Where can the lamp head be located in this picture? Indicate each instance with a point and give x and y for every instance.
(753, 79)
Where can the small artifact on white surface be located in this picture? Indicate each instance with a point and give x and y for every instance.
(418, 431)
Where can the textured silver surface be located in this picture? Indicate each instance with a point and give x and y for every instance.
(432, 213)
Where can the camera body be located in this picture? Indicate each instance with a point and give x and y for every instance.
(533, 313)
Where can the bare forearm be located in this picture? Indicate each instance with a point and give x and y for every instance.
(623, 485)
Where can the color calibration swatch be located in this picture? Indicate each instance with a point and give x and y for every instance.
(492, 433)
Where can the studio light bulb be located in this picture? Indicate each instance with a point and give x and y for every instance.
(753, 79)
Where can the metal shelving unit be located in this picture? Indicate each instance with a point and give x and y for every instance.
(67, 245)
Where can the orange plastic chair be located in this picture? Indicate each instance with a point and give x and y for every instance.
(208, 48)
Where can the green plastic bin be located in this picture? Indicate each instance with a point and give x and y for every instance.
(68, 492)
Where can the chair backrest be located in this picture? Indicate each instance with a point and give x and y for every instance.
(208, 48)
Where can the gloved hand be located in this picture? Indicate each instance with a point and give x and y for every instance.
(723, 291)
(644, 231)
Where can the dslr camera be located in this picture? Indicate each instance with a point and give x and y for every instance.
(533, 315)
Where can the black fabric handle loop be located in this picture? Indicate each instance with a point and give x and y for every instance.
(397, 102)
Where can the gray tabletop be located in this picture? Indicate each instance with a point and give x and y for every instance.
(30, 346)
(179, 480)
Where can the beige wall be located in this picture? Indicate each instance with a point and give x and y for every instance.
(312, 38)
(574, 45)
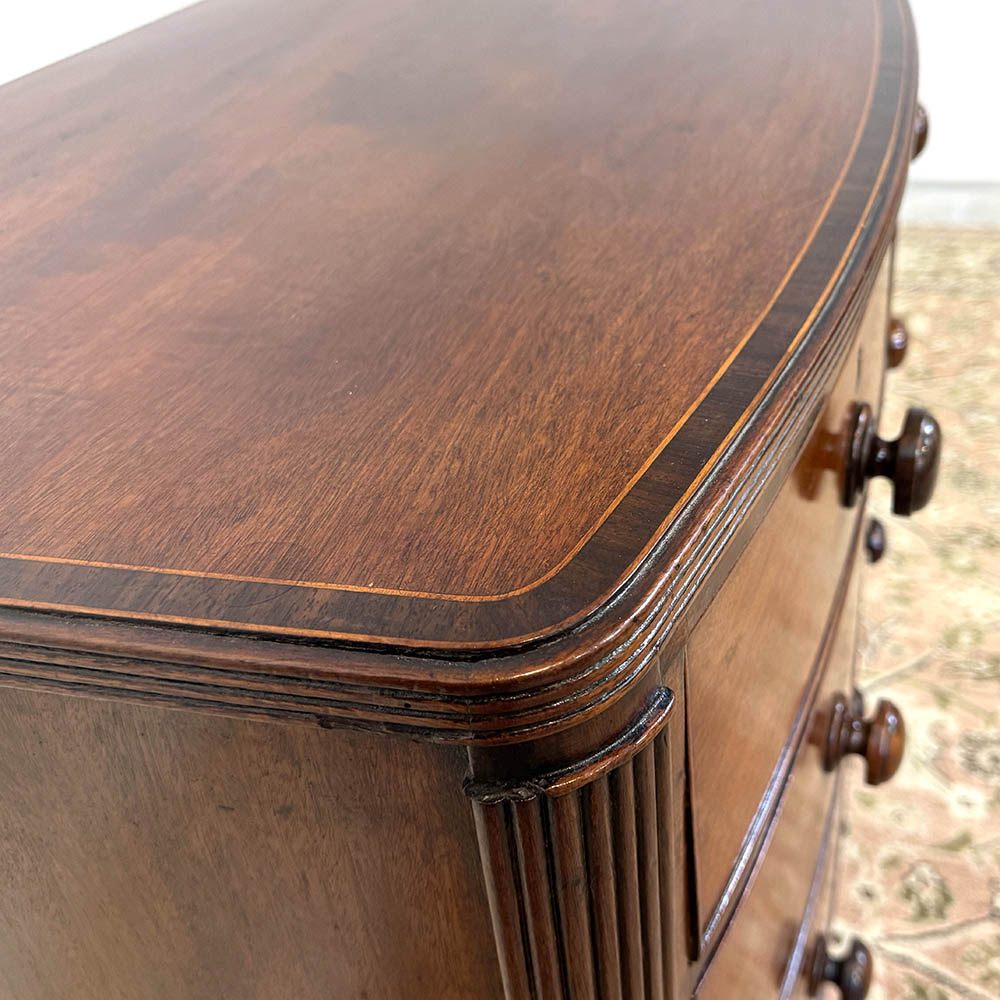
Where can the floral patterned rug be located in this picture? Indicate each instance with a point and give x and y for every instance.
(919, 866)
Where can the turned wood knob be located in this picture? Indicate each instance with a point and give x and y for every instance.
(921, 126)
(910, 462)
(881, 739)
(852, 974)
(898, 340)
(875, 540)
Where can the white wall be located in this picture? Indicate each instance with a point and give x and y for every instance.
(959, 66)
(34, 33)
(960, 87)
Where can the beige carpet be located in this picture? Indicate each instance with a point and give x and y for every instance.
(919, 871)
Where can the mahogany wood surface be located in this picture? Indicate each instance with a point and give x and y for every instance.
(760, 954)
(417, 322)
(751, 652)
(152, 853)
(442, 408)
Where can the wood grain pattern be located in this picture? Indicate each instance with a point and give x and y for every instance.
(250, 350)
(151, 854)
(582, 874)
(764, 942)
(754, 649)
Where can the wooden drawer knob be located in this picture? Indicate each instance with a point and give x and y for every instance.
(852, 974)
(921, 127)
(897, 342)
(881, 739)
(875, 540)
(910, 462)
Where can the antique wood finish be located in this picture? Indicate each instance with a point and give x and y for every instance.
(149, 853)
(792, 815)
(583, 868)
(425, 568)
(313, 492)
(767, 621)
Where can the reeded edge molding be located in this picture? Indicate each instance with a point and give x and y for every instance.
(474, 695)
(644, 729)
(489, 700)
(579, 868)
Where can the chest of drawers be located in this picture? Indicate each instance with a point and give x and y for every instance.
(436, 442)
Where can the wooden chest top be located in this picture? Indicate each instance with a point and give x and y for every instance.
(423, 324)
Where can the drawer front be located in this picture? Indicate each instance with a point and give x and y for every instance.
(762, 949)
(751, 655)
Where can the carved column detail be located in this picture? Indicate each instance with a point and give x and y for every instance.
(578, 868)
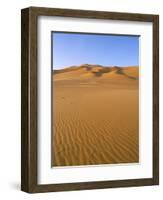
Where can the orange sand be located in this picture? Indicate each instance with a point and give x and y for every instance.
(95, 115)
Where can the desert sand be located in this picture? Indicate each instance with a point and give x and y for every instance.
(95, 115)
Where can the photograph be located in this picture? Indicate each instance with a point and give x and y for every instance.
(95, 99)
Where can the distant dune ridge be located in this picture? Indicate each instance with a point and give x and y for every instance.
(95, 115)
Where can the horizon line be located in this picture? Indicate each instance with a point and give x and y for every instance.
(95, 65)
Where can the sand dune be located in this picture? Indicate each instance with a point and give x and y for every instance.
(95, 115)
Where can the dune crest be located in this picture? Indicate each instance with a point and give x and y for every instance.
(95, 115)
(96, 71)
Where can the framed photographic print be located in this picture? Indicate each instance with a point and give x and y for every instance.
(90, 99)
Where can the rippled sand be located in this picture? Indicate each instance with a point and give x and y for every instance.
(95, 116)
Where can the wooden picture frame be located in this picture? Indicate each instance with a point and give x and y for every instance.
(29, 97)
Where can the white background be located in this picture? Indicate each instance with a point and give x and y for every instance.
(10, 98)
(46, 174)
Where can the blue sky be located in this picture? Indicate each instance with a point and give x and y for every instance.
(109, 50)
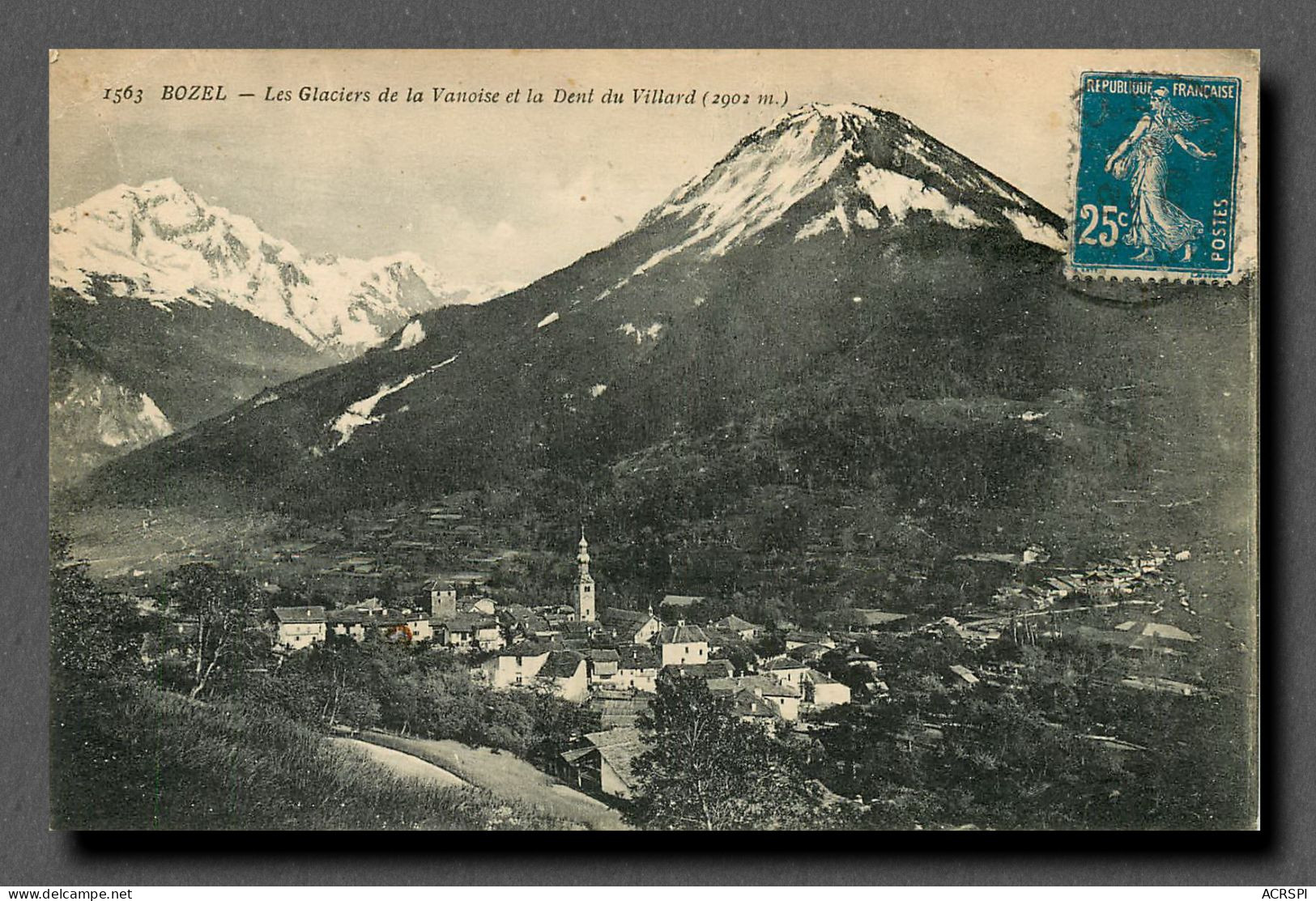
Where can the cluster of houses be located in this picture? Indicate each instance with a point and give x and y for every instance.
(610, 659)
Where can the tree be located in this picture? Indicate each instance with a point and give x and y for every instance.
(709, 770)
(225, 635)
(92, 634)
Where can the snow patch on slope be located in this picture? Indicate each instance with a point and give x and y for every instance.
(1035, 231)
(753, 189)
(901, 195)
(640, 334)
(362, 412)
(412, 334)
(164, 245)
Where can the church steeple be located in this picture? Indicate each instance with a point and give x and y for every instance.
(583, 600)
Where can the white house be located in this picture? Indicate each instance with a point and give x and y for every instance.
(517, 665)
(823, 692)
(299, 627)
(566, 675)
(786, 669)
(743, 629)
(604, 763)
(682, 644)
(629, 627)
(637, 669)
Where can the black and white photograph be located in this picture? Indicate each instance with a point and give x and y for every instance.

━━━━━━━━━━━━━━━━━━━━━━━━━━━━━━

From the listing above, print every entry precisely and drop the pictures.

Where can the lamp head be located in this picture? Indicate each instance with a point and give x and y for every instance.
(753, 79)
Where can the small artifact on white surface be located in this picture? Indicate each instance with a point and give x and y for every instance.
(418, 431)
Where can the textured silver surface be located in this picture? Indicate each instance with a point and give x and y for every instance.
(432, 213)
Where can the camera body be located in this picture? Indicate each instance with a point and give x and y for every instance.
(533, 313)
Where can the bare forearm be located in this picture? Indicate each instance with a point and give x and y for every instance.
(623, 485)
Where can the color calibration swatch be located in this picture? Indicate each instance with a point and give x and y for every instance.
(492, 433)
Where can the studio light bulb be located in this picture? Indicate each instance with a point and give x and y for every instance.
(753, 79)
Where can the metal shelving unit be located in this picture? Indicate each instance with a point and give x and y for every instance.
(67, 245)
Where can the orange plastic chair be located in this picture? Indicate each instance with a point and give x and y for every instance.
(208, 48)
Where can the green plastic bin be located in this picture? Indicate each instance with a point and give x and y for every instance.
(68, 492)
Where can the chair backrest be located in this picture? Indicate each instance with a point and give x and y for every instance.
(208, 48)
Where can the gloved hand be located in this picture? Indicate each instance with a point and give x and y for every instance.
(723, 291)
(644, 231)
Where can the dslr camera be located in this picture? Indicate each instance with a point and give x and y for every instance.
(533, 315)
Where can the black fabric handle loop be located in this picture? Indicate each instance with a point and give x and y for every instance.
(397, 102)
Where can the gray tabletop be located in this picture? Indicate each instance with a point and give x and y for every instance.
(30, 346)
(179, 480)
Where can the beige wall be located in this picture? Indicate each instance with a point and give x and y for every instance.
(312, 38)
(574, 45)
Where can the floral patterned rug be located in this picture? Indicate each instance with a point and give x and y for every instance.
(919, 866)
Where can the turned wood knob be located in this picture? Indicate each instance with a point and give x and y for every instance.
(921, 126)
(910, 462)
(881, 739)
(852, 974)
(898, 340)
(875, 540)
Where can the white wall be located in this picture? Indicate each instance with a point and give x and y for every instance.
(959, 66)
(34, 33)
(960, 87)
Where can the beige carpet be located in this picture? Indicate each instance with a point and give x and y for every instance.
(919, 871)
Where can the mahogany wood surface be located in this picture? Indicate each instance with a point and give x and y for every instance.
(760, 954)
(417, 322)
(751, 652)
(152, 853)
(442, 408)
Where can the wood grain pattern be located in this picture? Indicate each instance with a point and give x and y for every instance.
(250, 350)
(151, 854)
(582, 874)
(764, 942)
(754, 649)
Where can the wooden drawer knob be located in this picture? Indicate each instance with a point and give x and y for every instance.
(852, 974)
(921, 127)
(897, 342)
(881, 739)
(875, 540)
(910, 462)
Where can the antique wood finish be located in this picture? Indicate each instance with a point and give x and y for every instance.
(149, 853)
(792, 815)
(583, 868)
(425, 568)
(313, 492)
(767, 621)
Where can the reeded edge molding be located in this picture? Indicate each instance with a point and give x and y for every instance.
(474, 695)
(644, 729)
(489, 700)
(579, 868)
Where can the chest of drawers be located in this picture? Indicate each instance with a point and give x and y for every instance.
(436, 442)
Where can the wooden chest top be located in this picture? Indicate each instance with a point and give x and y for every instance.
(423, 324)
Where can the drawer front be located in this picture? Indicate each instance with a point and give x and y for every instance.
(762, 949)
(751, 655)
Where can the carved column detail be located in this picture? Indicate each instance with a point and give x and y for every instance.
(578, 868)
Where can the orange sand be located in this picture? Indicate each instance with a point and give x and y for every instance.
(95, 115)
Where can the desert sand be located in this picture? Indicate each instance with a point and give x and y for every instance.
(95, 115)
Where can the photograph be located in this picture? Indicate each instance with a point and give x and y for every instance.
(95, 99)
Where can the distant dune ridge be located in this picture? Indicate each instance with a point and give x and y for every instance.
(95, 115)
Where can the horizon line be located in this picture? Indicate each instance with a point and give x and y for every instance.
(95, 65)
Where can the sand dune be located in this picture? Indicate each instance with a point and give x and y for every instance.
(95, 115)
Where can the dune crest be located in this picture? Indicate each instance with a point and give x and y for every instance.
(95, 115)
(96, 71)
Where can the framed photographic print be located in this picture? Indicate each instance with a point and give x and y for every instance.
(90, 99)
Where can the rippled sand be located in this picture? Indicate each instance with a point and give x and y for every instance.
(95, 116)
Where can the wooden picture frame be located in this picture? Indicate each instance with a point and give x and y for every instance.
(29, 97)
Where can the white background be located in this picture? Indicate each instance with a point and give x and y for every instance.
(10, 98)
(46, 174)
Where can the blue sky be located in this picture? Indicate each instance with a point and give x and y for every instance.
(109, 50)
Where can the cluster of houses be located in this picture? Indicate each instance with a point and give x and y for every instance.
(610, 659)
Where can the tree be located in this picture? Indicate each instance with a point and give x and y for every instance.
(709, 770)
(225, 635)
(92, 634)
Where can the snow patch on slope be located in this picture? Indicate each instance with a point and give x and y for every instance.
(1035, 231)
(753, 189)
(901, 195)
(640, 334)
(362, 412)
(412, 334)
(164, 245)
Where can the church steeple be located in this picture? Indicate each instance with a point and give x and y for every instance.
(583, 600)
Where can the white house be located in this picture? Indicate each instance with a point and give x and y for every instance.
(517, 665)
(823, 692)
(299, 627)
(566, 675)
(786, 669)
(743, 629)
(604, 763)
(682, 644)
(629, 627)
(637, 669)
Where can the black and white photograph be located in this picture? Indicate each instance with a point and give x and y for every instance.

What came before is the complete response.